Dataset records
- Opening Delimiter -
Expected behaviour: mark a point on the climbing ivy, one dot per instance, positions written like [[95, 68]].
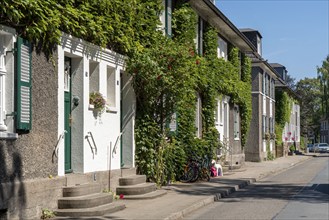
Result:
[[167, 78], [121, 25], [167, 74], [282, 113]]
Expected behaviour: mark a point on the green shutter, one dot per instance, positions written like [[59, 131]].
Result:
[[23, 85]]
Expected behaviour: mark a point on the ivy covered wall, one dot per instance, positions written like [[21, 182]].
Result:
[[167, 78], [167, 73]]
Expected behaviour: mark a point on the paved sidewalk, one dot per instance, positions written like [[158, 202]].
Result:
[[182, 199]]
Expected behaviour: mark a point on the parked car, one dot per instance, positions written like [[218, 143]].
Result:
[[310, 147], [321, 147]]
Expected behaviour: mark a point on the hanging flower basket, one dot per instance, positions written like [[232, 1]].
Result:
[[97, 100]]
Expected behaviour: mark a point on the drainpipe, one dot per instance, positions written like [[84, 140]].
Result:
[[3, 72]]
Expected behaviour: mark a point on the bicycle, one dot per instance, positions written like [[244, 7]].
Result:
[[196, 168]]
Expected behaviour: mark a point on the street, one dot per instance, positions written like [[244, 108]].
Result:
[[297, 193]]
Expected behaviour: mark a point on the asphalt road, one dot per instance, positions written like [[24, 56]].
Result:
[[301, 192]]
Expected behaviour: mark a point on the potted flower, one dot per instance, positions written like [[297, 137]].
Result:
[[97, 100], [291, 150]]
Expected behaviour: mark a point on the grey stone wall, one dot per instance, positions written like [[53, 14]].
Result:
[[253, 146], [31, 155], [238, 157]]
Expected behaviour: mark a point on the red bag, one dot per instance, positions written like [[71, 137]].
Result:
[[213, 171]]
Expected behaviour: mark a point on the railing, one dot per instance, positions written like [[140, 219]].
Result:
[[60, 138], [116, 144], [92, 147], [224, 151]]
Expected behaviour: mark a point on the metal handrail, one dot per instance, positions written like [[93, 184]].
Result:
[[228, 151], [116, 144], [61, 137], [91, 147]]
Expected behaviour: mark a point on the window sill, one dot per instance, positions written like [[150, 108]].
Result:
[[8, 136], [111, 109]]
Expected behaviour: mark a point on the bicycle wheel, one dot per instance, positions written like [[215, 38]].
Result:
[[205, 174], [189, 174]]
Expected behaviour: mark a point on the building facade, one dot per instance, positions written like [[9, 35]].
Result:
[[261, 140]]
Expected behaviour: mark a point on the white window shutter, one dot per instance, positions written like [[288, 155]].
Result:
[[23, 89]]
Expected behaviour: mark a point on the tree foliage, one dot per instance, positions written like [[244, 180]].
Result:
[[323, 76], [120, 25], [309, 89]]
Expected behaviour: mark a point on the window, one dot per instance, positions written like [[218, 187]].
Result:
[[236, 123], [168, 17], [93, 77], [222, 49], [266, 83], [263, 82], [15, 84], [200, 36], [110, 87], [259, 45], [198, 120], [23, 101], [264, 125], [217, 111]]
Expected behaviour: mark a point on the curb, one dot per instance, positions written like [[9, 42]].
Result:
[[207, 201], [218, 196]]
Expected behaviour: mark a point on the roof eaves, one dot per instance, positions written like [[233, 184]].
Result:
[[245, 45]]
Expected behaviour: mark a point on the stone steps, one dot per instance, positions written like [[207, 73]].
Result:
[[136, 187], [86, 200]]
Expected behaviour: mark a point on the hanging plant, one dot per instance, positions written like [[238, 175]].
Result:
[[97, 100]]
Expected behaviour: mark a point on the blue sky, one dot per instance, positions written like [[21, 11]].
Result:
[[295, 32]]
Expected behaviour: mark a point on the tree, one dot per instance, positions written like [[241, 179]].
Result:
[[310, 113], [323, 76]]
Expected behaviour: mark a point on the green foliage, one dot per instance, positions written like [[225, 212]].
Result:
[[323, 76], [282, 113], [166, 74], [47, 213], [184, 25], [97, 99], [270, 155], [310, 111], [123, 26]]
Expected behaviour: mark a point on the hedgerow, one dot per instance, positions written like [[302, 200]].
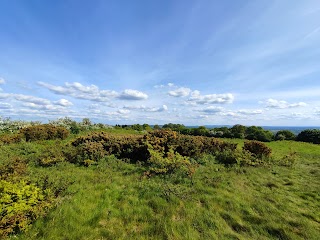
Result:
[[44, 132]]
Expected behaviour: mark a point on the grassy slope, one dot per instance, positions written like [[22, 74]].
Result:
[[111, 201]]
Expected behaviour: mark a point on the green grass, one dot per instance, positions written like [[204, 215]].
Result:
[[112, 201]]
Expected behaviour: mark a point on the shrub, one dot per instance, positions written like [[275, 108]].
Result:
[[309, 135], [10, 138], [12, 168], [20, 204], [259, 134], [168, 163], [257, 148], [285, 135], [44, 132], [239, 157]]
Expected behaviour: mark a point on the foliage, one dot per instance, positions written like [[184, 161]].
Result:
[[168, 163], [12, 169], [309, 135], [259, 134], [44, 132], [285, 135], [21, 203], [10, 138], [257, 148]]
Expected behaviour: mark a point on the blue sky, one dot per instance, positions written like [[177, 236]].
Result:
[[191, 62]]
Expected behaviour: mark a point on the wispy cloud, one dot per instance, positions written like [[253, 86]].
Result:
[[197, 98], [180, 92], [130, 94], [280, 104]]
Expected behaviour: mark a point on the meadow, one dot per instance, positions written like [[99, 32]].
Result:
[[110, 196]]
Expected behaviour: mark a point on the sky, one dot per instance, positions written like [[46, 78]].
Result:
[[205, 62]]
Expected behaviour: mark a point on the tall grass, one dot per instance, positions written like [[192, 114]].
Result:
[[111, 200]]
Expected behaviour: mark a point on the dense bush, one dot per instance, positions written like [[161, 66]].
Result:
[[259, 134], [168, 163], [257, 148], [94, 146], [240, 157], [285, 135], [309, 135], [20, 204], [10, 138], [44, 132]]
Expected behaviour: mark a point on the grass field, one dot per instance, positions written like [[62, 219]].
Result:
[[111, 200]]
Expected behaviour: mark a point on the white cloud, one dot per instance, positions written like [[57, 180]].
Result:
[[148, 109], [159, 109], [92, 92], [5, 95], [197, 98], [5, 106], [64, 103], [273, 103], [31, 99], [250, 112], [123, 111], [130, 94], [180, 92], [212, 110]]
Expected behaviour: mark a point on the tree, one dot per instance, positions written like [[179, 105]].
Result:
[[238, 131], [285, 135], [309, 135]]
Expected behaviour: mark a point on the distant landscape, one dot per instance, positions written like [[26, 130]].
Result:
- Closing Delimiter -
Work item: Could you return all of the entries above exactly, without any images?

Your solution:
Expected behaviour: mark a point on the climbing ivy, one dot per instance, positions written like [[95, 68]].
Result:
[[167, 78], [121, 25], [167, 74], [282, 113]]
Expected behaviour: mark a point on the green shutter, one dot per instance, positions written like [[59, 131]].
Result:
[[23, 85]]
Expected behaviour: mark a point on the ivy covered wall, one dot per instance, positions written like [[21, 182]].
Result:
[[167, 78], [167, 73]]
Expected behaviour: mark a point on the paved sidewalk, one dot per instance, positions written like [[158, 202]].
Result:
[[182, 199]]
Expected behaviour: mark a point on the parked car, one dot per instance, positions written like [[218, 143]].
Result:
[[310, 147], [321, 147]]
Expected behaviour: mark a point on the hanging flower basket, one dot per instance, positions written like [[232, 1]].
Result:
[[97, 100]]
Expected behaviour: mark a point on the drainpipe, one dot per instance, positions written like [[84, 140]].
Result:
[[3, 72]]
Expected behaviour: mark a point on the bicycle, one dot per instance, positions written like [[244, 7]].
Result:
[[196, 168]]
Expected behaviour: mark a point on the street, one dot per instance, positions written like [[244, 108]].
Result:
[[297, 193]]
Expected behaviour: mark a point on the asphalt road, one dot per instance, positions written like [[24, 56]].
Result:
[[301, 192]]
Expected behaviour: mark a point on the potted flower, one dot per instance, positions written like [[297, 137]].
Result:
[[97, 100], [291, 150]]
Expected behaviour: mark a point on the grey stone wall, one dot per instance, positions written like [[53, 14]].
Result:
[[253, 146], [31, 155], [238, 157]]
Expected behaviour: mark a point on the red bag, one dot per instance, positions written like [[71, 137]].
Result:
[[213, 171]]
Expected behaviour: mark a point on the railing, one dot per instance, positions written like [[140, 219]].
Result:
[[60, 138], [116, 144], [92, 147], [224, 151]]
Expected behaviour: mark a point on the metal handrail, one dot per instance, positions written like [[93, 184]].
Result:
[[228, 151], [116, 144], [61, 137], [91, 147]]
Expected behaviour: mark a point on the window sill, one dot per instance, positions written like [[150, 108]].
Result:
[[8, 136], [111, 109]]
Expected behaviour: mark a point on the bicycle wheel, one dot per instance, positions written like [[215, 38]].
Result:
[[205, 174], [189, 174]]
Expected behaviour: mark a point on the building facade, one dot per instance, positions written like [[9, 35]].
Result:
[[261, 140]]
Expected behaviour: mark a point on the white window shutter, one dot per instance, positions written like [[288, 155]].
Result:
[[23, 89]]
Expected behaviour: mark a point on the tree foliage, one dot per instance, positions written like [[244, 180]].
Result:
[[323, 76], [120, 25], [309, 89]]
Expected behaviour: mark a point on the window, one dot per instance, positions written like [[218, 187]].
Result:
[[236, 123], [168, 17], [93, 77], [222, 49], [266, 83], [263, 82], [15, 84], [200, 36], [110, 87], [259, 45], [198, 120], [23, 101], [264, 125], [217, 111]]
Expected behaviour: mark a point on the curb, one dot per instance, positions written like [[9, 42]].
Result:
[[207, 201], [218, 196]]
Expected behaviour: mark a point on the roof eaves, one dot per instance, positions written like [[233, 184]].
Result:
[[245, 45]]
Expected behaviour: mark a point on the stone steps, one dot per instance, positions written like [[207, 73]].
Result:
[[136, 187], [86, 200]]
Expected behaviour: mark a point on the hanging plant, one dot per instance, positions written like [[238, 175]].
Result:
[[97, 100]]
Expected behaviour: mark a point on the blue sky, one dot per instance, positions written like [[21, 11]].
Result:
[[295, 32]]
Expected behaviour: mark a point on the tree, one dot per instance, positions written like [[241, 179]].
Result:
[[310, 113], [323, 76]]
Expected behaviour: mark a point on the green foliage, one dot per instance, positions written like [[225, 212]].
Result:
[[323, 76], [282, 113], [166, 74], [47, 213], [184, 25], [97, 99], [270, 155], [310, 111], [123, 26]]
Expected behaviour: mark a point on the hedgerow, one dot per instance, positions written like [[302, 200]].
Result:
[[44, 132]]
Expected behaviour: mark a point on the grassy slope, one dot per instance, positions written like [[22, 74]].
Result:
[[111, 201]]
Expected behaviour: mark a point on the green grass, one dot per instance, positions written like [[204, 215]].
Result:
[[112, 201]]
Expected behaviour: mark a point on the shrub, one dot per instance, positions written like [[275, 108]].
Result:
[[309, 135], [10, 138], [12, 168], [20, 204], [259, 134], [168, 163], [257, 148], [285, 135], [44, 132], [239, 157]]
Expected behaviour: mark a point on the foliage, one dot per instance, positions written like [[184, 161]].
Result:
[[168, 163], [12, 169], [309, 135], [259, 134], [44, 132], [285, 135], [21, 203], [10, 138], [257, 148]]
Expected behaviour: mark a point on the blue sky, one dot per instance, positions written like [[177, 236]].
Result:
[[191, 62]]
Expected behaviour: mark a point on the wispy cloud, one dot per instance, positions written like [[253, 86]].
Result:
[[197, 98], [180, 92], [130, 94], [280, 104]]
Expected behaviour: mark a point on the meadow, one dot per instance, positions written like [[99, 32]].
Result:
[[110, 196]]
Expected behaviour: mark a point on the sky, one dot per instance, positions written like [[46, 78]].
Result:
[[205, 62]]
Expected behaviour: mark a point on the tall grass, one dot per instance, positions written like [[192, 114]].
Result:
[[111, 200]]
Expected behaviour: mark a point on the dense bush, one dot per instance, positions written like [[161, 66]].
Result:
[[259, 134], [168, 163], [257, 148], [94, 146], [240, 157], [285, 135], [309, 135], [20, 204], [10, 138], [44, 132]]
Expected behaviour: mark a point on the grass field, one dot per instance, positions written like [[62, 219]].
Result:
[[111, 200]]
Expected behaviour: mark a point on the white cloud, one dot per instance, positions written like [[57, 180]].
Result:
[[148, 109], [159, 109], [92, 92], [5, 95], [197, 98], [5, 106], [64, 103], [273, 103], [31, 99], [250, 112], [123, 111], [130, 94], [180, 92], [212, 110]]
Expected behaviour: mark a point on the tree, one dot per instance, positions written like [[179, 105]].
Result:
[[238, 131], [285, 135], [309, 135]]
Expected behaviour: mark a point on the distant landscape, one dot per instance, positions written like [[26, 130]].
Result:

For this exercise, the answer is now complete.